_Exercise objective_. Reproduce every line of the material below from the line containing "the bicycle tire" through the line containing "x=545 y=343", both included, with the requests in place. Scale each answer coordinate by 2.3 and round it to a whole number, rounding halves up; the coordinates in the requests and their sample lines stay unchanged.

....

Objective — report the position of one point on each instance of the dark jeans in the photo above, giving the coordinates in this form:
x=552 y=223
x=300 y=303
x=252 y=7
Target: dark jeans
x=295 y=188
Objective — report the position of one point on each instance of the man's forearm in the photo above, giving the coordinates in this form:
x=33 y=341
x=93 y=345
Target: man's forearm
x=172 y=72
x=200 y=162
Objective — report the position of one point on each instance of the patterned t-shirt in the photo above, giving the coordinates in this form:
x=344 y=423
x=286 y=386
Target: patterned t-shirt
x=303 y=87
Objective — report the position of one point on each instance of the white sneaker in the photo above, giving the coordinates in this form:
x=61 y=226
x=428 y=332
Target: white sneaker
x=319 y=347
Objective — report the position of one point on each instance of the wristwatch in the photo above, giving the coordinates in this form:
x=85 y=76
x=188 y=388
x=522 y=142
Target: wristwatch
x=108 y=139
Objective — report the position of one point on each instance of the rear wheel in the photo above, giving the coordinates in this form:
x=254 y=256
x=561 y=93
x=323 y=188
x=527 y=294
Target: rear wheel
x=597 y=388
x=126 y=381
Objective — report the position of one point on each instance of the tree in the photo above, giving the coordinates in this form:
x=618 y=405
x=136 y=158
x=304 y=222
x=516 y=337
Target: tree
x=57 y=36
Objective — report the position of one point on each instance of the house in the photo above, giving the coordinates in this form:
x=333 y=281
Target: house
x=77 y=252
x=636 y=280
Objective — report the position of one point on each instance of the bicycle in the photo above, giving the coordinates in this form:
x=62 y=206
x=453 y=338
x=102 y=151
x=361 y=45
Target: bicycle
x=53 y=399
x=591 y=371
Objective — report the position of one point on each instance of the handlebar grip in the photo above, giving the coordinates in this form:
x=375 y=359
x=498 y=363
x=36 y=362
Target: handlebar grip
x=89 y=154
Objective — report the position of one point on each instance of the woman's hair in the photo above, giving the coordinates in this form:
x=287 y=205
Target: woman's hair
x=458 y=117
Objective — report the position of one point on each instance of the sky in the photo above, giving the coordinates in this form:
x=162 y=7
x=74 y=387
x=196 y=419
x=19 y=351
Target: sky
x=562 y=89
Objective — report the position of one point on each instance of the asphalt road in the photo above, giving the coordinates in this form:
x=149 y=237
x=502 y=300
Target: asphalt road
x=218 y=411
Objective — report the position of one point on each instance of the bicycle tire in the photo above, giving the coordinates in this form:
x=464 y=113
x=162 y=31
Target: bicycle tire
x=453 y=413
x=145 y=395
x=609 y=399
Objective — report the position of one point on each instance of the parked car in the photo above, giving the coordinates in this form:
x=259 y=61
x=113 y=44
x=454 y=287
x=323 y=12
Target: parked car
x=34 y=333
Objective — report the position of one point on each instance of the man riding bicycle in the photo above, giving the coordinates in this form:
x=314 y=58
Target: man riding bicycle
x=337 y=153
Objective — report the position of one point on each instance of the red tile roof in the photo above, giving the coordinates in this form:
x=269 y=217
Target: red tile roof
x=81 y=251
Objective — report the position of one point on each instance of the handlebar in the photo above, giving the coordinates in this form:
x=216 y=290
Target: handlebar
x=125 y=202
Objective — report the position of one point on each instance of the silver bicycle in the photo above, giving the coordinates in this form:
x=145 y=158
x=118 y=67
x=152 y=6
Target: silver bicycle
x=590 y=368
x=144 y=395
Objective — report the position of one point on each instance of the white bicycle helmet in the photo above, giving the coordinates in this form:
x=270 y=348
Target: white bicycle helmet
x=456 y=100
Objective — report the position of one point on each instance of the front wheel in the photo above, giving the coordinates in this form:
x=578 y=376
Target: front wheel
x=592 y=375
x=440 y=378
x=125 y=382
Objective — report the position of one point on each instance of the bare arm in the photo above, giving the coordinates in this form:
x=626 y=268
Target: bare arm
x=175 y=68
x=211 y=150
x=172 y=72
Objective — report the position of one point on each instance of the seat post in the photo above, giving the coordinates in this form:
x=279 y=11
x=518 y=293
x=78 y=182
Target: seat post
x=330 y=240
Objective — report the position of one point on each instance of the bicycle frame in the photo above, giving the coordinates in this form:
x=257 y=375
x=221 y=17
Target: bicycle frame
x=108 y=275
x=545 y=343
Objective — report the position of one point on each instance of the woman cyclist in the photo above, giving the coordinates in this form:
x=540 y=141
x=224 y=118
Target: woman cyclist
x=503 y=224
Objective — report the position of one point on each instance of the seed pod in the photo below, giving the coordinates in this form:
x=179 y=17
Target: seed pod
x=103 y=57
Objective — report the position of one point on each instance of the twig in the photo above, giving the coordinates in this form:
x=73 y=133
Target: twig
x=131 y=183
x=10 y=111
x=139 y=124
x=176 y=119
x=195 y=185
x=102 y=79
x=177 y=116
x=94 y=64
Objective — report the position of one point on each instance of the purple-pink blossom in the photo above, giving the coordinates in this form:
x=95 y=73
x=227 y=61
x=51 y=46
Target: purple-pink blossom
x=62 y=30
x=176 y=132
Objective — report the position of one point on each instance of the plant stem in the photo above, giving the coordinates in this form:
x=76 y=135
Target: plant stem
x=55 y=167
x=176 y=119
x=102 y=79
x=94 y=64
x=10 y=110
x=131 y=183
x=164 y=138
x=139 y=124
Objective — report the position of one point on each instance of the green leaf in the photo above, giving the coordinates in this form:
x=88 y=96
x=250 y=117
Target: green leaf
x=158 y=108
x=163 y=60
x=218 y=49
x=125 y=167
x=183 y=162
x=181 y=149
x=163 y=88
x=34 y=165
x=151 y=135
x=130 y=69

....

_Task output_.
Objective — report the position of one point on each instance of the bicycle tire in the photo above, giving the coordinates in this form:
x=464 y=113
x=162 y=31
Target: bicycle tire
x=1042 y=950
x=334 y=909
x=1401 y=918
Objective — report the position of one point on each instance of the parked car in the photo above, giving the coordinates in this form:
x=259 y=61
x=113 y=44
x=454 y=287
x=323 y=12
Target: parked car
x=78 y=766
Objective — report the position of one point on each instance of the man riding bicycle in the photo above, giving the coordinates in this form:
x=314 y=58
Target: man riding bicycle
x=775 y=352
Objective — report the position of one point on each instance of the red tile roof in the photo above, giving the coordinates in this form:
x=269 y=217
Target: red tile roof
x=186 y=577
Objective — report the position of one point on each instance of the handlebar in the photo above, giving the coordinates in this form:
x=216 y=290
Target: handlebar
x=288 y=465
Objective — report the position of one point on each instance of the silver bicycle in the photo above, giving the coordinates in this form:
x=145 y=158
x=118 y=67
x=152 y=6
Target: silver bicycle
x=1357 y=846
x=331 y=909
Objective — report the position of one point on each instance of the white bicycle helmet in the photo above, giving the coordinates in this form:
x=270 y=348
Target: white bicycle helmet
x=1049 y=230
Objective — report the position of one point on each instance of the front wheel in the photo above, giving the coordinates in this form:
x=578 y=376
Target: front wheel
x=1362 y=863
x=1012 y=869
x=288 y=879
Objective — report the position of one point on each instance of the bare arm in the photo above, giving the coordinates in this form:
x=626 y=268
Target: bare arm
x=403 y=156
x=485 y=345
x=396 y=166
Objective — report the position of one point on each instance of the seat post in the photo above, giving the coordinates in this form:
x=279 y=11
x=518 y=293
x=78 y=182
Target: seat post
x=759 y=552
Objective — report the position of one point on each instance of the bicycle frame in the photo above, giving the coordinates in this form:
x=257 y=375
x=221 y=17
Target: bicycle frame
x=248 y=633
x=1254 y=789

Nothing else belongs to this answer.